# TASKS FOR THIS EXERCISE:
[1] From the article on the health board's new chief, print the passage from "Mental health services" to "Democracy Reporting Service.".
[2] According to the health board article, what features does Ms Whitehead say north Wales and north Queensland share? List them all.
[3] According to the health board article, why was the Australian healthcare system focused on virtual healthcare even before the pandemic?

# EXCERPT TO READ:
Betsi Cadwaladr: Health board's new chief pledges lessons from Australia
- Published
Wales can learn from Australia in how to deliver healthcare in rural areas, the new boss of the nation's largest health board has said.
Wrexham-born Jo Whitehead has returned to Wales as chief executive of the troubled Betsi Cadwaladr health board after working in northern Queensland.
She pointed to virtual outpatient appointments "to save a five-hour road trip" as one idea which could work.
Mental health services were also a key priority, Ms Whitehead added.
She took up her new post on New Year's Day, shortly after the board was taken out of special measures, having been subject to the highest level of Welsh Government intervention for more than five years.
In her first in-depth interview since returning to Wales, Ms Whitehead pointed to similarities between north Wales and north Queensland, "a coastal community with a strong tourism sector, a history of heavy industry and mining and a rural hinterland".
Virtual appointments were "definitely something we can learn from Australia", Ms Whitehead told the Local Democracy Reporting Service.
"Even before the pandemic the Australian healthcare system was keen and focused on virtual healthcare because it's so far for patients to travel," she said.

# SOURCE MATERIAL:
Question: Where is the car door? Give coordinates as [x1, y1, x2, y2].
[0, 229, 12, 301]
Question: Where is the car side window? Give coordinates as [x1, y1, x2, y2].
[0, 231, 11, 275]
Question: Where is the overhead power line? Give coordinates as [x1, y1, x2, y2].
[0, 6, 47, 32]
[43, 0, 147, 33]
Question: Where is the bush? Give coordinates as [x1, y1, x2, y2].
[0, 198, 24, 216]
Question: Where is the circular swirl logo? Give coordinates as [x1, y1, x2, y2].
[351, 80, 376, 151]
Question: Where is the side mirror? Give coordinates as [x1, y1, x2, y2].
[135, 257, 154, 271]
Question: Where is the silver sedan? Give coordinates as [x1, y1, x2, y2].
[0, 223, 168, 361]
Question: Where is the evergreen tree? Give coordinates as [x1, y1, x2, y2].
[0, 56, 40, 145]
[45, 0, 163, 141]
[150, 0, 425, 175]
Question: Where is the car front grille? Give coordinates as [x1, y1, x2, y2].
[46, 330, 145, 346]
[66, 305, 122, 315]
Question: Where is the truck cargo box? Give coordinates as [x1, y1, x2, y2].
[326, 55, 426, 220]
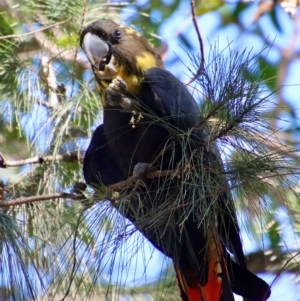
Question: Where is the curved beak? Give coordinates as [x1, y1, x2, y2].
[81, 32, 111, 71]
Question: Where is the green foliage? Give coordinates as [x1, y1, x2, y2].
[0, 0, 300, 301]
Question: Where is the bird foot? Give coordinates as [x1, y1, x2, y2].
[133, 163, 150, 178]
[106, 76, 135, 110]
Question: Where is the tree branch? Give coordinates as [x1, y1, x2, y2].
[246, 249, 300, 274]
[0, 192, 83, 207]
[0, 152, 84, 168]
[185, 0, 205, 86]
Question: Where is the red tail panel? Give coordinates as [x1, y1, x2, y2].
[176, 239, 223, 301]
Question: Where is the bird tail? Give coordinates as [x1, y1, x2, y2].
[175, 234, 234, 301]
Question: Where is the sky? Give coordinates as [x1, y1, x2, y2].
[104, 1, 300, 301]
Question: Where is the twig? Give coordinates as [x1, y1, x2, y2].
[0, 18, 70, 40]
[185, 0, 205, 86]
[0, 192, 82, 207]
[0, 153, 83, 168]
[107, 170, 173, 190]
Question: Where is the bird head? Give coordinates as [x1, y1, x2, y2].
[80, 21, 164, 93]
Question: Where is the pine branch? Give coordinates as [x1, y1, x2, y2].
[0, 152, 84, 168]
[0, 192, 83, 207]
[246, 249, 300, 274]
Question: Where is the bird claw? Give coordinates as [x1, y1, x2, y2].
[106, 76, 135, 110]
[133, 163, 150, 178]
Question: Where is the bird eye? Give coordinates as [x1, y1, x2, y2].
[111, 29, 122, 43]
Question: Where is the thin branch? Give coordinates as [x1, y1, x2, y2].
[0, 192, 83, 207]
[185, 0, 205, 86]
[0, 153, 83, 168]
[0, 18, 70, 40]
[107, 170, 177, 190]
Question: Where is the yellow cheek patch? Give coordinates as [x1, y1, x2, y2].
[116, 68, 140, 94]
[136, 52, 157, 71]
* * *
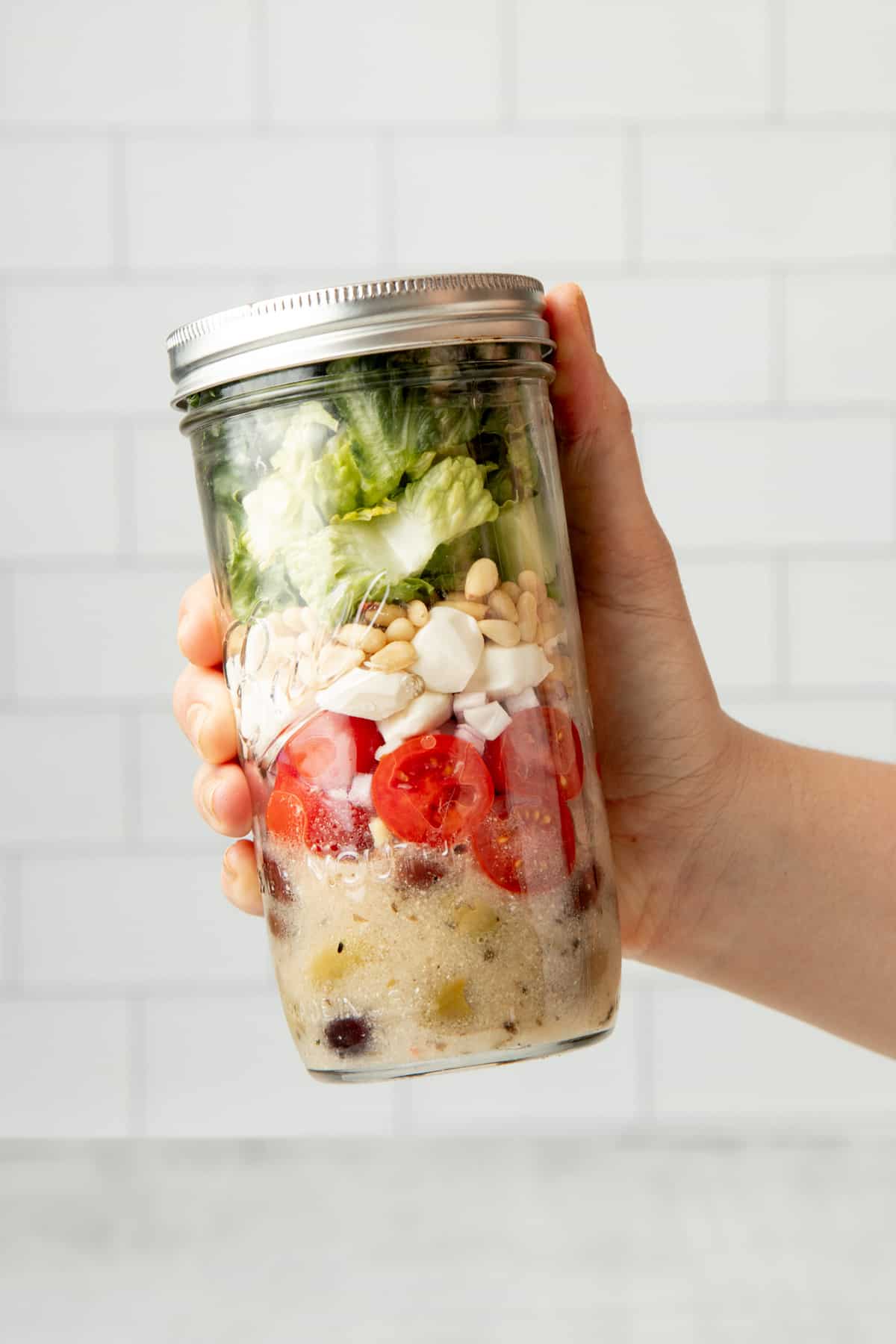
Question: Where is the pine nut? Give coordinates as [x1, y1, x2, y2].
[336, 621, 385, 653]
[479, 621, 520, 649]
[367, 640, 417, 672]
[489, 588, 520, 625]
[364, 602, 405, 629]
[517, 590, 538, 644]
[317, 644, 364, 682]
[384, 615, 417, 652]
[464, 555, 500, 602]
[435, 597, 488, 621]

# ANSWER LIST:
[1]
Mental health services were also a key priority, Ms Whitehead added.
She took up her new post on New Year's Day, shortly after the board was taken out of special measures, having been subject to the highest level of Welsh Government intervention for more than five years.
In her first in-depth interview since returning to Wales, Ms Whitehead pointed to similarities between north Wales and north Queensland, "a coastal community with a strong tourism sector, a history of heavy industry and mining and a rural hinterland".
Virtual appointments were "definitely something we can learn from Australia", Ms Whitehead told the Local Democracy Reporting Service.

[2]
- A coastal community
- A strong tourism sector
- A history of heavy industry and mining
- A rural hinterland

[3] Ms Whitehead said the Australian system focused on virtual healthcare because patients there have so far to travel.